(ENTRIES SHOWN):
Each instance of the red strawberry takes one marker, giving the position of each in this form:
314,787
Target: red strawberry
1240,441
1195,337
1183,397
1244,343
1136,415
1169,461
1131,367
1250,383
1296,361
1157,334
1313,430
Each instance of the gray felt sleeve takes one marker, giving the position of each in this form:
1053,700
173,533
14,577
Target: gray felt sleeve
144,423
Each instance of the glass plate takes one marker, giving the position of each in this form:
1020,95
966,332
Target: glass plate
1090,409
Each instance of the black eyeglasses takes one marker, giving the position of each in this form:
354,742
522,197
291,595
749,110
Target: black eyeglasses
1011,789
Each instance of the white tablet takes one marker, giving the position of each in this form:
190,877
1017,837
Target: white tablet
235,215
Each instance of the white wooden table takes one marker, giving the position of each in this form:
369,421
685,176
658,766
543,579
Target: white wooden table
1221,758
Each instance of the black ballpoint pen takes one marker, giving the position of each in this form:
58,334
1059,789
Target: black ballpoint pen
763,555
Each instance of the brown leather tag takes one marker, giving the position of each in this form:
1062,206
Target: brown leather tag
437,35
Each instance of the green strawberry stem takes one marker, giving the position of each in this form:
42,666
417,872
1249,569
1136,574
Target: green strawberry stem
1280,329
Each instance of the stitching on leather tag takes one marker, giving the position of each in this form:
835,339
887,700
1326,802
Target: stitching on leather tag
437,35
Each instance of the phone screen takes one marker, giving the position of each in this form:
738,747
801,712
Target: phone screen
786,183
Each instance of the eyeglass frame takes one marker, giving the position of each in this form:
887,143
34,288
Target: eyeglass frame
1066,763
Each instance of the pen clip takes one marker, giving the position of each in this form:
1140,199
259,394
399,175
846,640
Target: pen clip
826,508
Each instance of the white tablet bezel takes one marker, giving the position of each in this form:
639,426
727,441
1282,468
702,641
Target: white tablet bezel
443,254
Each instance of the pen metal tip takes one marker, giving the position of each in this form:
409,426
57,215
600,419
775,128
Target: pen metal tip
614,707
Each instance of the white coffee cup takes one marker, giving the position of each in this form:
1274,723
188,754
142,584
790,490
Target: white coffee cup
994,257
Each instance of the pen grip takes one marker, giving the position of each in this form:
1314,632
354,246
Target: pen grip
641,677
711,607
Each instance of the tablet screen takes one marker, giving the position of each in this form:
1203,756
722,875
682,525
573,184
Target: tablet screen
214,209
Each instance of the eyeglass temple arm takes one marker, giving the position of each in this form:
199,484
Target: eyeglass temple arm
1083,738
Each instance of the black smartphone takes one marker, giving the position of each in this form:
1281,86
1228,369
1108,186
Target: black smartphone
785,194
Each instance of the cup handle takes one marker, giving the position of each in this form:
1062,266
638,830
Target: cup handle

(TASK PROMPT): Rewrite the listing above, changing every "red strawberry" to "ripe strawberry" and leaving everything else untouched.

(RESULT):
Each instance of the ripe strawberry takes one marker, giving the position of each in this form:
314,787
Target: ripe strawberry
1240,441
1195,337
1183,397
1244,343
1136,415
1169,461
1131,367
1250,383
1296,361
1157,334
1313,430
Each instance of the gray felt sleeve takes one marker, giving the position of each in this form:
1053,700
173,533
14,577
Target: gray felt sleeve
144,423
Each instance of the glass plate takes one marker, giving the position of each in this form:
1020,95
966,332
Target: glass plate
1090,409
Each instance of the black eyeglasses takes one marker, giving the position of each in this form:
354,742
522,197
291,595
749,110
Target: black eyeglasses
1011,789
Each instance of the white tablet takes one marker, giving the position of each in this form:
190,877
1017,837
Target: white tablet
235,215
Each instance of the white wooden table takes one marker, giving the position of each in this form:
369,421
685,176
658,766
543,579
Target: white wooden table
1221,758
Each instance of the black ballpoint pen takes one marker, giving the position of each in this form:
58,334
1059,789
Target: black ballpoint pen
763,555
Each instance of the brown leather tag takes one marker, giving the position of each in this form:
1062,206
Target: brown leather tag
437,35
Each instance of the green strawberry stem takes one marker, giving the position of each in this form:
42,666
417,872
1249,569
1136,574
Target: green strawberry stem
1280,329
Each instance of the stitching on leather tag takes one marker, giving the position of each in this form:
835,339
887,700
1326,802
Target: stitching on leather tag
437,35
Each instance of the phone screen takes one marker, giving the position of each in this form:
738,747
801,712
Target: phone screen
786,183
Each instance of the eyeglass frame takes one marker, giving the position of each in this form:
887,143
34,288
Target: eyeglass frame
1066,763
Each instance of the pen clip takes one marker, giving the position of each in this form:
1140,199
259,394
399,175
846,640
Target: pen clip
826,508
Each instance of the white tablet bezel takes one marker, giving the position of each in this form:
639,426
727,441
1282,468
702,641
Target: white tablet bezel
443,254
Each instance of the pen metal tip takes one marker, giving the position of each in this form:
409,426
57,215
600,419
775,128
Target: pen metal tip
614,707
Each instance of the white coffee cup takes one marker, giving the position of each in this form:
1274,723
188,754
142,584
790,490
Target: white coffee cup
994,257
Each instance of the pen grip takes one marker, giving the position of each in this form:
1314,632
354,246
Target: pen grip
641,677
711,607
Each instance of the tablet screen takes one marker, giving the position of each in this form:
1203,756
722,875
682,525
573,184
Target: tablet screen
214,209
Each instance of the eyeglass temple arm takes one marker, giving the position of each in this form:
199,484
Target: eyeglass temple arm
1083,738
Each instance of the black smartphone takes one marker, giving the position of each in this form:
1281,86
1228,369
1108,186
Target: black smartphone
785,194
Each instance of the cup handle takes one marker, giving the position of each in this form:
1062,266
638,830
Target: cup handle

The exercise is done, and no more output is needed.